* _EXERCISE INSTRUCTIONS_
Word for word, give the data again without its pictures.
Segment Open
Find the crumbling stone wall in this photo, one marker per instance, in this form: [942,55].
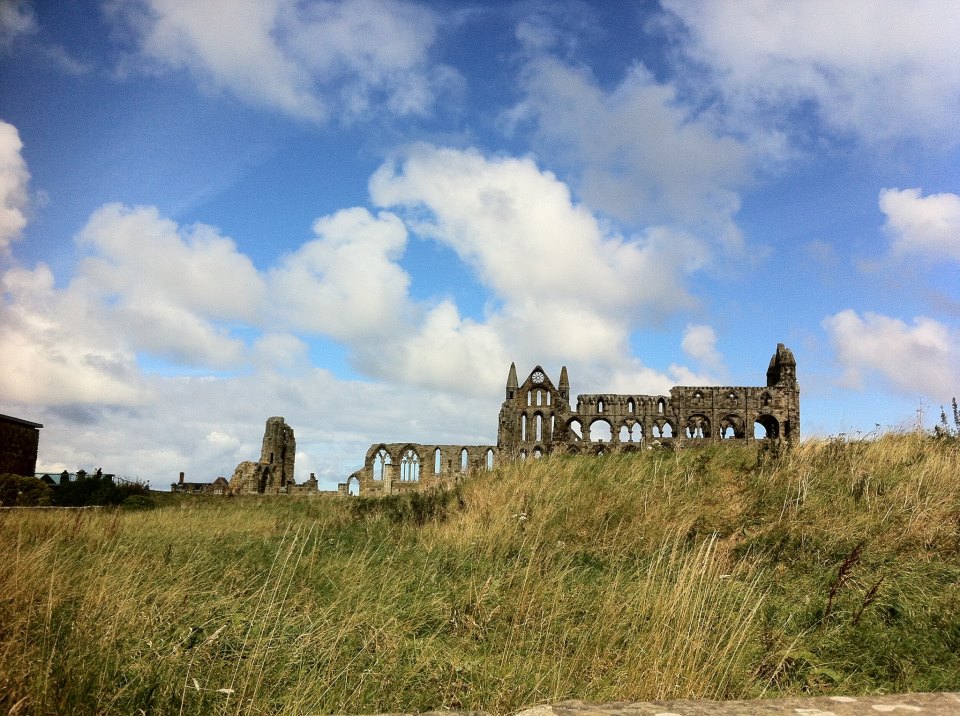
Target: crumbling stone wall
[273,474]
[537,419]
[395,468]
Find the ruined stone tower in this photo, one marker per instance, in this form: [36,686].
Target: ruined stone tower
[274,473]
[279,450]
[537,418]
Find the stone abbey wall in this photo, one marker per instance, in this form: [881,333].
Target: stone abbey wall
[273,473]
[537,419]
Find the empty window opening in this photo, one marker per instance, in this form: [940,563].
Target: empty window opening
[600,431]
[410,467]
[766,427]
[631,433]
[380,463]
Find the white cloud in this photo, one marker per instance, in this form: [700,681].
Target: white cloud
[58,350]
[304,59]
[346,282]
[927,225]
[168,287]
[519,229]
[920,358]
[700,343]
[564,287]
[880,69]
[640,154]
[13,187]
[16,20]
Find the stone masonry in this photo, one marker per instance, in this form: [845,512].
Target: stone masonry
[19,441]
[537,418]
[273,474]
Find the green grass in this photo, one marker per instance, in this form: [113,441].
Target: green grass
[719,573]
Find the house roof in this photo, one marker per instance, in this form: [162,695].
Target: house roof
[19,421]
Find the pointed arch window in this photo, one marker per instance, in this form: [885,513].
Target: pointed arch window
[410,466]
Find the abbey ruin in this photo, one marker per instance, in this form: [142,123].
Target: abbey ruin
Segment Closed
* _EXERCISE RESULT_
Find the crumbling stone wall in this photo, one marker per instance, in this form: [942,55].
Target: crumbling stone wall
[273,474]
[537,419]
[395,468]
Find the ruined stone tower in this photo, one marker per instance, in this form: [36,686].
Target: ruined stone tower
[274,473]
[279,450]
[537,418]
Find the stone abbey wall in this photo, one marker per instance, in this form: [881,333].
Target: stone abbey wall
[273,473]
[537,419]
Find the empty window opening in this photo, one marker per instance, in this form: [940,563].
Target: empty window opening
[600,431]
[410,467]
[766,427]
[631,433]
[380,463]
Find the white cloud in this photo, one marker per instance, in this form: [700,681].
Target: white cloud
[58,350]
[304,59]
[346,282]
[927,225]
[168,287]
[519,229]
[920,358]
[700,343]
[564,287]
[880,69]
[640,154]
[13,187]
[16,20]
Find the stone masonry in this photo, one marker per instance, in this form: [845,512].
Target: stone masonry
[19,441]
[537,418]
[273,474]
Find the green grass in this photo, one marker per instance, in this form: [113,441].
Target: green grass
[719,573]
Find the house roof in this photo, one marker per instance, in this form: [162,695].
Target: house roof
[19,421]
Find the pointed arch window in this photo, one marker per instance, in this form: [885,513].
Target: pointed arch window
[410,466]
Find the abbey ruin in this photo, one marker per instance, in this form: [142,123].
Target: abbey ruin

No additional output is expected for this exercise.